Update the data from the line containing "Can you see the cargo" through the end by replacing "marker" with "point", leaving everything else unchanged. Return only those lines.

■ Records provided ■

◆ ◆ ◆ ◆ ◆ ◆ ◆

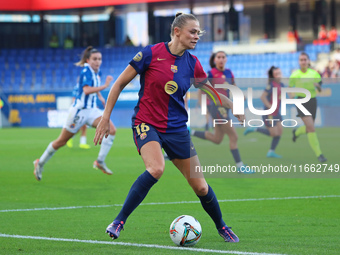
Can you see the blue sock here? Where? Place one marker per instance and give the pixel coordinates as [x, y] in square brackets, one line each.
[236, 155]
[263, 131]
[137, 193]
[275, 142]
[211, 206]
[199, 134]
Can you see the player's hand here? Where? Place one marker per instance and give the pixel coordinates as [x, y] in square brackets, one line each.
[109, 79]
[103, 129]
[318, 87]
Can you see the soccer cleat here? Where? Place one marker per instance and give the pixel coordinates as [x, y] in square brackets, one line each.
[102, 166]
[245, 170]
[272, 154]
[228, 235]
[322, 158]
[84, 146]
[294, 135]
[70, 143]
[114, 229]
[37, 170]
[249, 130]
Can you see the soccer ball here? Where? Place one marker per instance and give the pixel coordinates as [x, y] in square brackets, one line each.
[185, 230]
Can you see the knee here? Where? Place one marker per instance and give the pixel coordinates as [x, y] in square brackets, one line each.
[201, 190]
[218, 140]
[156, 171]
[113, 130]
[57, 144]
[310, 129]
[233, 138]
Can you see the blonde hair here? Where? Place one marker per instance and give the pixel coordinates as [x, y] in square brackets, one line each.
[86, 55]
[180, 21]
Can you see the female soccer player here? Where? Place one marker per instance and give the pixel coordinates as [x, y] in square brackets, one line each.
[83, 111]
[272, 121]
[219, 75]
[160, 118]
[309, 79]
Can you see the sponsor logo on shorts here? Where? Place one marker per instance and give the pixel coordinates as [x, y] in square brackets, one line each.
[138, 57]
[143, 136]
[170, 87]
[174, 68]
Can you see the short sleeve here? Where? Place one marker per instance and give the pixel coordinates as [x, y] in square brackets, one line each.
[142, 60]
[199, 75]
[85, 78]
[269, 89]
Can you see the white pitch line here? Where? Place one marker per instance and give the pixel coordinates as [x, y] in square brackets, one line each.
[137, 245]
[165, 203]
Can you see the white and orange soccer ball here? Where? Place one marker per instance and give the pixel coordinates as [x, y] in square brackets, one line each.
[185, 230]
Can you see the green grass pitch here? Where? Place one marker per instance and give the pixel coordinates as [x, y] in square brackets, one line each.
[299, 225]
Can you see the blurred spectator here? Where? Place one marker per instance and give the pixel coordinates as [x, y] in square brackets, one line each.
[68, 42]
[128, 41]
[322, 33]
[332, 36]
[336, 56]
[54, 41]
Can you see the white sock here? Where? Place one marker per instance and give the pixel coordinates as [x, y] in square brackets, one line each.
[239, 164]
[48, 153]
[105, 147]
[83, 140]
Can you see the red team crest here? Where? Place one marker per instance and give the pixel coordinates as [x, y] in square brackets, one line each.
[174, 68]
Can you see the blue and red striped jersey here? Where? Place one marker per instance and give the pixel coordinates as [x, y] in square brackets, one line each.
[164, 79]
[220, 77]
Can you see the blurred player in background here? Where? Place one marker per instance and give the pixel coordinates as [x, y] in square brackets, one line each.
[221, 75]
[84, 111]
[272, 121]
[82, 144]
[83, 140]
[309, 79]
[160, 119]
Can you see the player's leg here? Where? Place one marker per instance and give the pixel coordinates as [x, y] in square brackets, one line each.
[152, 156]
[276, 133]
[49, 152]
[104, 147]
[206, 195]
[312, 137]
[83, 141]
[218, 135]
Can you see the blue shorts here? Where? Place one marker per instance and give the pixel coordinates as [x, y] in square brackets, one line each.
[269, 123]
[219, 112]
[177, 145]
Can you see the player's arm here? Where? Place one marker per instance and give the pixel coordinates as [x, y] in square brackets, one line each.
[101, 98]
[103, 128]
[264, 99]
[89, 89]
[317, 85]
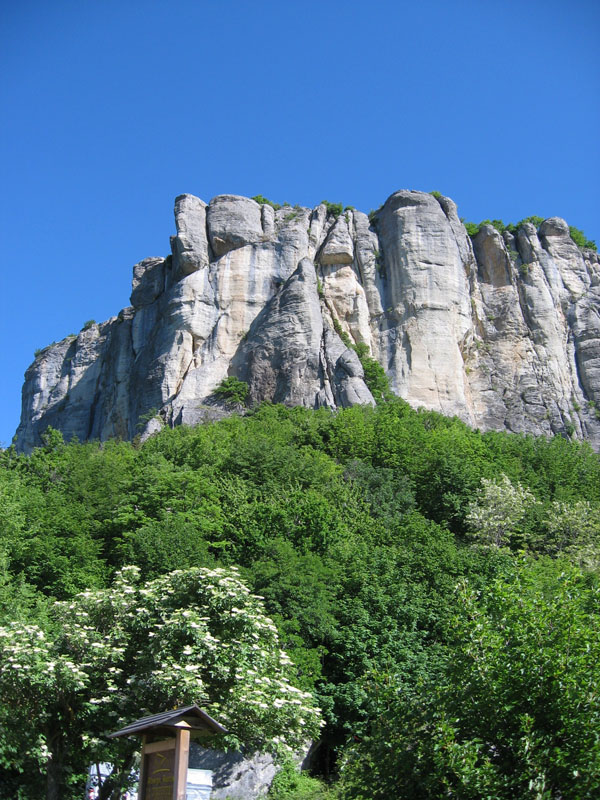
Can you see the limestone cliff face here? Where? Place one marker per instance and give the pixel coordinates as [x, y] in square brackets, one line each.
[503, 331]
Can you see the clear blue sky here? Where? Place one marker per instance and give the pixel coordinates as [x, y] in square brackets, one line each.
[112, 108]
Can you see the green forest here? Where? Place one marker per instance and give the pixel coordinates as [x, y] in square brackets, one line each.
[418, 598]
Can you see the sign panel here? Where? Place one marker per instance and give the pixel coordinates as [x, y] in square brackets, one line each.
[159, 775]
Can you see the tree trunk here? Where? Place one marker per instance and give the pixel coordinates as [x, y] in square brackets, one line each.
[54, 775]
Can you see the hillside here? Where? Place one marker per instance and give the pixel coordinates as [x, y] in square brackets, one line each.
[501, 329]
[435, 587]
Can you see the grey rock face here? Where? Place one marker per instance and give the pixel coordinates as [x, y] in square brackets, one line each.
[503, 331]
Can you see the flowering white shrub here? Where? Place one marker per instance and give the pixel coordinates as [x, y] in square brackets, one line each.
[113, 655]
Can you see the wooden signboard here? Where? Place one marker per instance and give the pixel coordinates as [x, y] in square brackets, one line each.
[166, 750]
[163, 774]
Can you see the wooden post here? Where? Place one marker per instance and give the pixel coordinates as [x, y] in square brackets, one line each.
[182, 754]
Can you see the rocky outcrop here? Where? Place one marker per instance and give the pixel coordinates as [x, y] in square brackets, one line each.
[502, 330]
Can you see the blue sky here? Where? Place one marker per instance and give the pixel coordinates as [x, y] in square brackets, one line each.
[110, 109]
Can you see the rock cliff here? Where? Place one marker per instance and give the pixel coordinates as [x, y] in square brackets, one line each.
[502, 330]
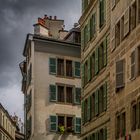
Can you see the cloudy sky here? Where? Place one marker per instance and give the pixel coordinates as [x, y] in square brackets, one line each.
[16, 20]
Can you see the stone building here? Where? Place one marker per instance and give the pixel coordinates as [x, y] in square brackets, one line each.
[110, 34]
[51, 83]
[7, 125]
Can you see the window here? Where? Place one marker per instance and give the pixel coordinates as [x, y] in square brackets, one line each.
[133, 11]
[65, 94]
[68, 68]
[134, 117]
[61, 97]
[69, 94]
[120, 74]
[60, 67]
[117, 34]
[102, 13]
[57, 122]
[120, 125]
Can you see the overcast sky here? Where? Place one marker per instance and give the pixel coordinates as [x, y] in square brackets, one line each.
[16, 20]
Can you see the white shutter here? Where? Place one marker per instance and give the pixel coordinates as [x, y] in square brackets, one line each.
[126, 22]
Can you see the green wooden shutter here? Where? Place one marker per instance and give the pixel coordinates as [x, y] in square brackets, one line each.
[89, 69]
[105, 51]
[96, 61]
[105, 133]
[77, 125]
[105, 96]
[83, 111]
[89, 108]
[96, 102]
[53, 93]
[82, 75]
[82, 39]
[52, 65]
[88, 30]
[77, 96]
[53, 123]
[77, 69]
[102, 12]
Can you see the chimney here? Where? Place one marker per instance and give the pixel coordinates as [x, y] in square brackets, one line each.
[50, 17]
[55, 17]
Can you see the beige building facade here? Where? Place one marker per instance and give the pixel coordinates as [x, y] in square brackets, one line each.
[52, 88]
[7, 126]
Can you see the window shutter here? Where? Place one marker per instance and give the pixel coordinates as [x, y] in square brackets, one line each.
[126, 22]
[138, 11]
[88, 30]
[96, 61]
[77, 96]
[77, 125]
[113, 38]
[105, 96]
[83, 117]
[52, 66]
[105, 133]
[120, 74]
[113, 3]
[77, 69]
[105, 51]
[82, 39]
[96, 102]
[53, 123]
[89, 69]
[89, 109]
[82, 74]
[53, 93]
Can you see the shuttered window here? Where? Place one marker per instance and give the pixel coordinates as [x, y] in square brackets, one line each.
[102, 13]
[126, 22]
[77, 96]
[53, 123]
[120, 74]
[77, 69]
[77, 125]
[52, 66]
[96, 102]
[53, 93]
[96, 61]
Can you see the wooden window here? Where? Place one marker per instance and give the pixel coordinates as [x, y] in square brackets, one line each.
[52, 66]
[61, 95]
[101, 99]
[101, 56]
[69, 94]
[77, 128]
[126, 22]
[102, 13]
[77, 69]
[69, 124]
[53, 93]
[60, 67]
[122, 28]
[133, 11]
[134, 118]
[86, 72]
[69, 68]
[92, 61]
[120, 74]
[123, 124]
[93, 105]
[77, 98]
[117, 34]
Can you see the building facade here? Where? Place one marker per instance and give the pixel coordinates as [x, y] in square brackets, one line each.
[52, 87]
[7, 126]
[110, 34]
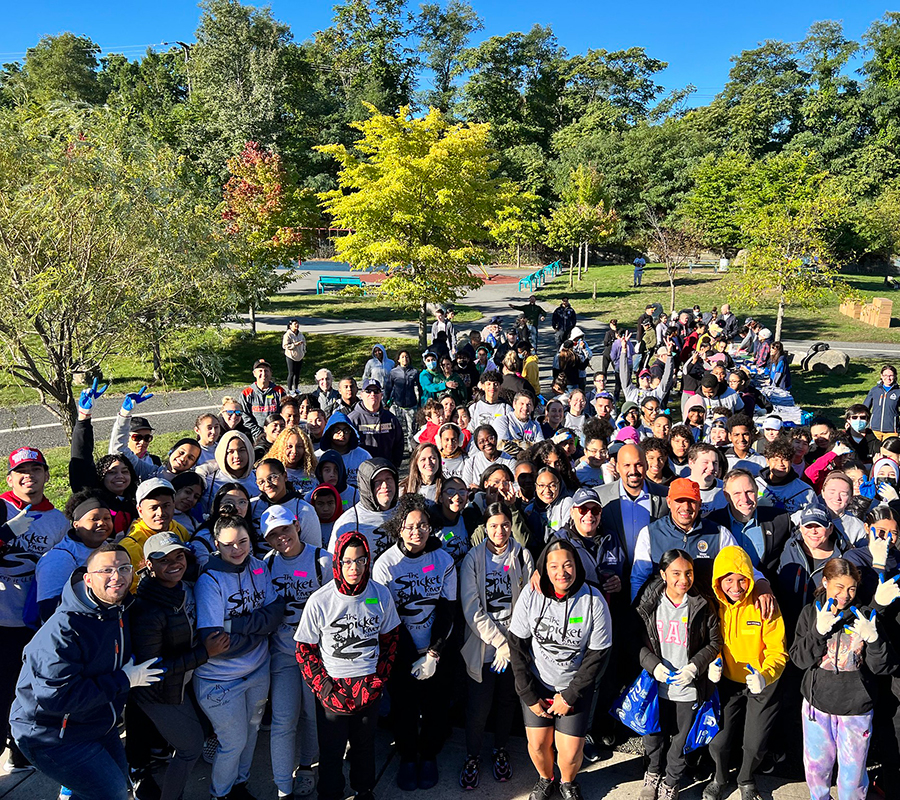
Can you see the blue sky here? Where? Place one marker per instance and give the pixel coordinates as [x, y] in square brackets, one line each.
[696, 38]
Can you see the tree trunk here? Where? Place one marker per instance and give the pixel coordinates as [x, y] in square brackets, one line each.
[423, 325]
[671, 293]
[779, 321]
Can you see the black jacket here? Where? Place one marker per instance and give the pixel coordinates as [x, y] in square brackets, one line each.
[843, 688]
[776, 528]
[704, 635]
[162, 627]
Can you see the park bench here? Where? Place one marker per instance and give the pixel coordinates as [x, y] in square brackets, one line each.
[336, 280]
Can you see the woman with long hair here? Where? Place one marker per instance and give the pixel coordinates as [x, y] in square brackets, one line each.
[295, 450]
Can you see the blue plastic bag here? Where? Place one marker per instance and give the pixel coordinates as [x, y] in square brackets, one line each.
[638, 707]
[706, 724]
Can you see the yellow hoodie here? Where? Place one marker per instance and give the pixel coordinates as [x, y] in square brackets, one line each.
[748, 637]
[138, 533]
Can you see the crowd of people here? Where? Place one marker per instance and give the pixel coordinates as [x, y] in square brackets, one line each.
[449, 540]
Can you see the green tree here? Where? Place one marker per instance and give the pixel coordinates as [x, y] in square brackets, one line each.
[57, 69]
[419, 197]
[237, 77]
[791, 215]
[99, 232]
[444, 34]
[267, 222]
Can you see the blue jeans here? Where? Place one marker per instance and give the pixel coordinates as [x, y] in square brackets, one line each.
[235, 709]
[293, 705]
[94, 770]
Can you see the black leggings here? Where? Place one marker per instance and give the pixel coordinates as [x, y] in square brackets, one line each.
[675, 720]
[494, 690]
[293, 383]
[747, 718]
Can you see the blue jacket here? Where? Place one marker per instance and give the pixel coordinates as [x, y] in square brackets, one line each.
[326, 443]
[884, 407]
[72, 687]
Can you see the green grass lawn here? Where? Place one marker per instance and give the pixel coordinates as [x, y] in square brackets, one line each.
[225, 358]
[616, 298]
[349, 304]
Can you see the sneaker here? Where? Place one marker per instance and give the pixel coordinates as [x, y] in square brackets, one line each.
[501, 767]
[209, 748]
[406, 777]
[650, 789]
[240, 792]
[543, 789]
[470, 775]
[304, 782]
[11, 766]
[748, 791]
[667, 792]
[428, 777]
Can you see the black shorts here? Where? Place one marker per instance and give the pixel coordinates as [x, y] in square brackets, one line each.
[574, 723]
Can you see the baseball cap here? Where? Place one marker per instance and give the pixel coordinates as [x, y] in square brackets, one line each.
[139, 424]
[275, 517]
[584, 496]
[684, 489]
[814, 515]
[146, 488]
[161, 544]
[25, 455]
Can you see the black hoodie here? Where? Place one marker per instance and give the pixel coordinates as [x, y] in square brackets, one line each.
[569, 635]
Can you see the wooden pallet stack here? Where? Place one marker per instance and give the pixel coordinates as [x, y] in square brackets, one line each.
[877, 313]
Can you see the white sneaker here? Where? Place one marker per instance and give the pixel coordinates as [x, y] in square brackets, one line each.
[304, 782]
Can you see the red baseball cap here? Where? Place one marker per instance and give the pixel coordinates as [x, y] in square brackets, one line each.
[684, 489]
[25, 455]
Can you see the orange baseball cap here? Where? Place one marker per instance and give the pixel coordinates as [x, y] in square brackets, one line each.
[684, 489]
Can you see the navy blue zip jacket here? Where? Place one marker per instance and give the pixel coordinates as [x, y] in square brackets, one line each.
[72, 688]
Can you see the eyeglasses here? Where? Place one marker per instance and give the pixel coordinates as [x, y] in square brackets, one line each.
[423, 528]
[108, 572]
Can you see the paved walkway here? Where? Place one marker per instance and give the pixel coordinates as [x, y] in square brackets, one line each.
[175, 411]
[618, 778]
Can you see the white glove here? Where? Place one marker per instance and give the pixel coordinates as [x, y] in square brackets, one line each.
[142, 674]
[21, 522]
[888, 590]
[887, 492]
[864, 628]
[425, 667]
[755, 681]
[501, 658]
[878, 547]
[686, 675]
[826, 620]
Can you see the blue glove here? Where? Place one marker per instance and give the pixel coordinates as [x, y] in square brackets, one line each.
[86, 400]
[135, 398]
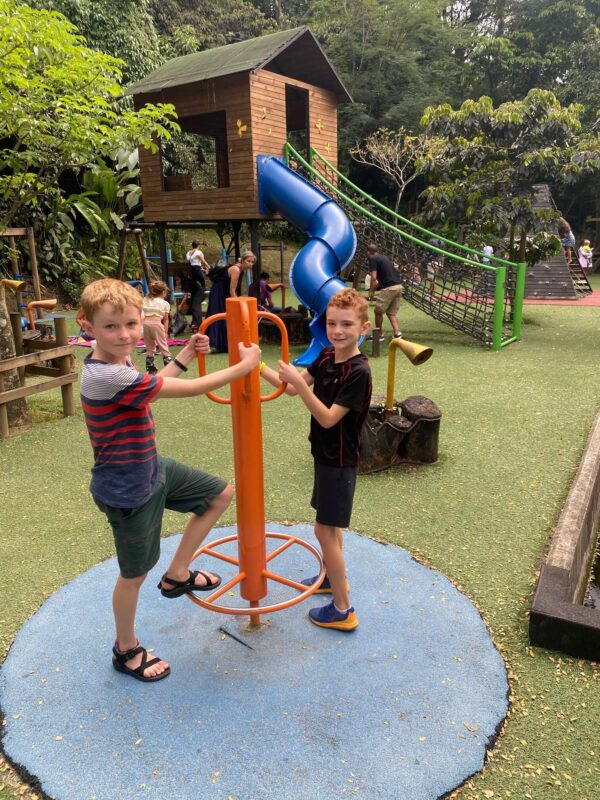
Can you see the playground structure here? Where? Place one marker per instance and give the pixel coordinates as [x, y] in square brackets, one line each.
[447, 280]
[242, 317]
[51, 358]
[556, 278]
[258, 96]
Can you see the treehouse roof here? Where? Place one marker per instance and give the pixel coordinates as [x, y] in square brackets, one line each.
[293, 53]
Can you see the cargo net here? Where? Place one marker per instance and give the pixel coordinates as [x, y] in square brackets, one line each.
[449, 287]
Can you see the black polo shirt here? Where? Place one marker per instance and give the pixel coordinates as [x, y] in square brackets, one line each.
[346, 384]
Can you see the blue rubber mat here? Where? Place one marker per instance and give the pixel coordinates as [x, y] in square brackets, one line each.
[402, 707]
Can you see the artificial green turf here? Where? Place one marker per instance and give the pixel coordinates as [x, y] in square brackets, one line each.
[513, 427]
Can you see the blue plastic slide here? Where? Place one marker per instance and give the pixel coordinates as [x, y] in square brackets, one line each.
[331, 242]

◆ ◆ ◆ ◆ ◆ ◆ ◆

■ Reply ■
Can you see the cargo net here? Where? Place one point per instance and give the pixel coordinates as [x, y] in square brackets, one line each.
[449, 287]
Can you see the black polo shirt here? Where? Place one point per instance and give the pixel coordinates as [x, y] in square brackets, one line each.
[346, 384]
Can you see the blue rubber mat here? Where? Place one point per instance and give the pixel coordinates as [x, y] in square brackets, one line each.
[402, 707]
Can you see the artificial green turf here? Where? Place one point per instance and give the pixel coordinates as [x, y] in square brackets, one line each.
[513, 427]
Can you see the blue plastic slide here? Where? Place one point per instance and give the pixel coordinates as [x, y] in square brackets, one line each.
[331, 242]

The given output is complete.